> PROBLEMS AND TASKS:
1. Repeat the passage from the insurance keynote page, starting with "Future shock –" and going on through "fast and responsive.".
2. Write what comes next in the insurance keynote page, picking up after its final sentence.

> PAGE EXCERPT:

Keynote & interview Eurapco Insurance

<op 26-09-2013 gaf ik keynote op het Eurapco congres waar top EU verzekeraars expertise delen.>

We live in a world of rapid technological change. Keynote speaker and IT expert Arjen Kamphuis discusses the implications for the insurance industry and its customers, and what measures can be taken to ensure the best possible customer experience. The objective was to raise awareness of the rapid pace of socio-technical development today and what fundamental effects this will have on the insurance industry. Changes in customer behaviour and expectations will have an impact on customer satisfaction with our companies’ claims handling.

Future shock – are we prepared for change? Some of the topics discussed in the keynote

  • What if tomorrow’s world looks really different? The basic rules of our business can change at incredible speed because of changes in technology, national/EU/ international policies, environmental threats and other external factors. New technology can overtake existing business models, and even make them irrelevant. The insurance industry faces the challenge of combining the need to be stable, secure and reliable with being dynamic, fast and responsive.
  • Cyber security needs to be taken care of, both within companies and between companies and their customers. Privacy issues are of great importance for insurance companies. For instance, it would be damaging for the image of a stable, secure and reliable insurance company if it were to be revealed that all customer data had been fully exposed by hackers or the NSA.
  • Today, all large service companies need to balance industrialised processes with the human touch. As a customer, you do not want to be exposed to the internal processes of your service provider. The customer just wants to receive service in an uncomplicated way. Changes in customer behaviour and expectations will have an impact on customer satisfaction with our companies’ claims handling.
  • Our companies’ brands face increasing danger in a fast-paced world of social media. Our customers rely more on the experience of others than on the promises of the companies. Through social media, good and especially bad experiences can be shared easily and quickly. We can join the conversation about our brand, but not control it.
  • A fast-changing world offers opportunities and threats for your business and your position in the market. Are you ready to adapt to changes in customer expectations? Is your organisation positioned to deal proactively with change, or could you be caught off guard? Do you have a plan for what to do if an improbable case scenario does occur? By carrying out regular scenario planning, you can at least have contingency plans for different case scenarios.
In your keynote speech, you mentioned that it’s very hard for anyone inside the insurance industry to see the world the way a customer, or other outsider, sees it. Can you, as an outsider, give us some tips about what is needed to achieve excellence from a customer’s perspective?

[Source data]

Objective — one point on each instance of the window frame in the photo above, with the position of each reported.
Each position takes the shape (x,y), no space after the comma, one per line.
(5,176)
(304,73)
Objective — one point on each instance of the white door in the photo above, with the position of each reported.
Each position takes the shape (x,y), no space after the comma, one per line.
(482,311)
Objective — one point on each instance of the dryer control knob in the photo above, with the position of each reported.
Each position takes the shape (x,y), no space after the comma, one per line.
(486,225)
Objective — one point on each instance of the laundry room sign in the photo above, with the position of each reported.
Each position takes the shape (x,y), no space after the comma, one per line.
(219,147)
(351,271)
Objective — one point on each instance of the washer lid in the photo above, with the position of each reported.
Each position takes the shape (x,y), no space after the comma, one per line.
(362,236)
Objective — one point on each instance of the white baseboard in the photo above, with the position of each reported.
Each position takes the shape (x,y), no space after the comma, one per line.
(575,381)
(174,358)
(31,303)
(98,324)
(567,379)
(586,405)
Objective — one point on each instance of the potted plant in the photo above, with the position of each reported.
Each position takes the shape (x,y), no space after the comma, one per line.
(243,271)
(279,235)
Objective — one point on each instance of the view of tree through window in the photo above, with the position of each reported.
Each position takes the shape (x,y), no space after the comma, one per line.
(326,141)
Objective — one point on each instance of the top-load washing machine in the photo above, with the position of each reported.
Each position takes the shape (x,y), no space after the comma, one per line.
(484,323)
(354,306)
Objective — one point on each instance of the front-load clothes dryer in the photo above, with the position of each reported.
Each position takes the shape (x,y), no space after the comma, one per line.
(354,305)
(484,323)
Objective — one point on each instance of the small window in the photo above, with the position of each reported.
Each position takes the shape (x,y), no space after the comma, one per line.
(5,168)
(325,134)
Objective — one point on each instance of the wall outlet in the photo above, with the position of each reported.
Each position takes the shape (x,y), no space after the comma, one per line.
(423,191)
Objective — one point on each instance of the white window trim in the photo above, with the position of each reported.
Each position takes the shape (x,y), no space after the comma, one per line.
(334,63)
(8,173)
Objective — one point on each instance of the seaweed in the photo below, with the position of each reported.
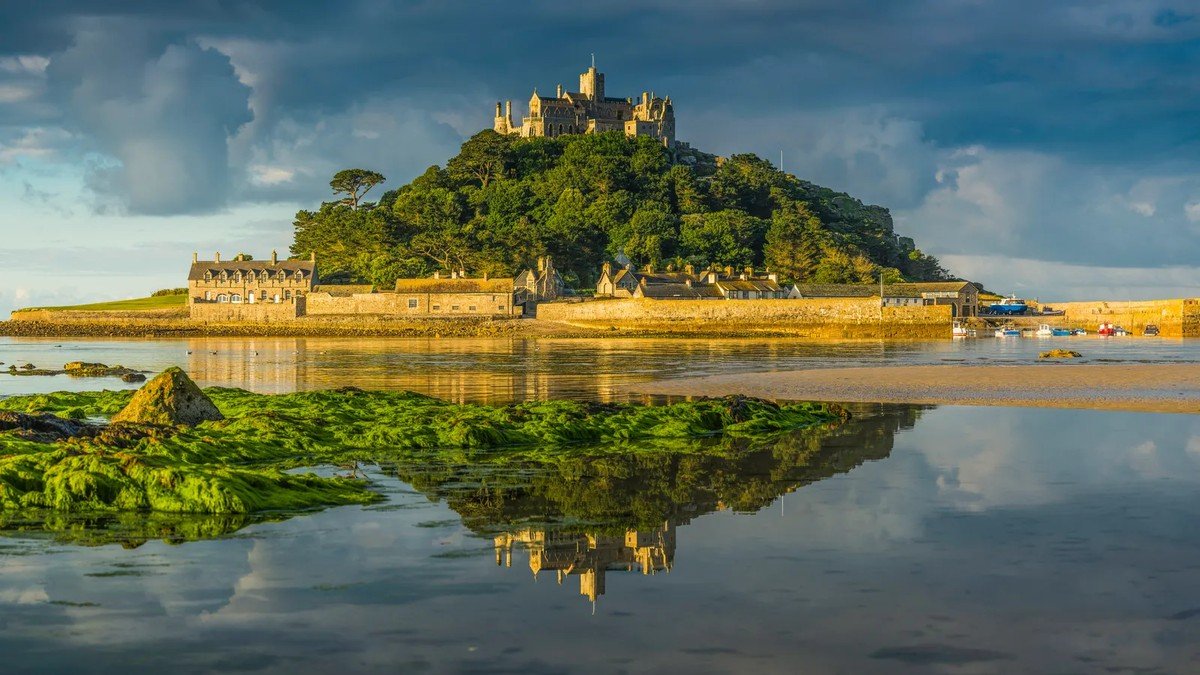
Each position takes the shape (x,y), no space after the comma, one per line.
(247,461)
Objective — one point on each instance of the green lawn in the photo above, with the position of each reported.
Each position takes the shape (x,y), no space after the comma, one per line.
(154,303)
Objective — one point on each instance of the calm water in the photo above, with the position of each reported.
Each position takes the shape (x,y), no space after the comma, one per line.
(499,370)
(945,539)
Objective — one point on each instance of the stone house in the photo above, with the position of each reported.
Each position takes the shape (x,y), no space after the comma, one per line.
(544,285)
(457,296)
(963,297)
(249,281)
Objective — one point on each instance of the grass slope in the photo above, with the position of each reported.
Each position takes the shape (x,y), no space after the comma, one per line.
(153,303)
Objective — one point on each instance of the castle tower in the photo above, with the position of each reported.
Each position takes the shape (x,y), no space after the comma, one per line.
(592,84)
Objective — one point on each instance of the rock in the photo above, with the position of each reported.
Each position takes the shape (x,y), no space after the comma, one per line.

> ANSWERS FOR THIS EXERCISE:
1.
Future shock – are we prepared for change? Some of the topics discussed in the keynote

  • What if tomorrow’s world looks really different? The basic rules of our business can change at incredible speed because of changes in technology, national/EU/ international policies, environmental threats and other external factors. New technology can overtake existing business models, and even make them irrelevant. The insurance industry faces the challenge of combining the need to be stable, secure and reliable with being dynamic, fast and responsive.

2.
Insurance companies that are excellent from a customer’s perspective will still need to have operational excellence. This is necessary because efficient processes enable affordable premiums. The challenge is to make the operational excellence “invisible” for the customer, to treat the customer in such a way that he or she doesn’t notice the processes needed to deliver the service. Ideally, there’s a lean machine on the inside, while customers get the feeling they are receiving personally tailored service. This requires thought about where the “machine” part of the processes ends and the “human”, emphatic part begins. Not everything that can be done by software should be done by software. The telltale sign that the proportions are right is the customer enjoying a pleasant experience.

How can such a combination of operational excellence and customer intimacy be achieved?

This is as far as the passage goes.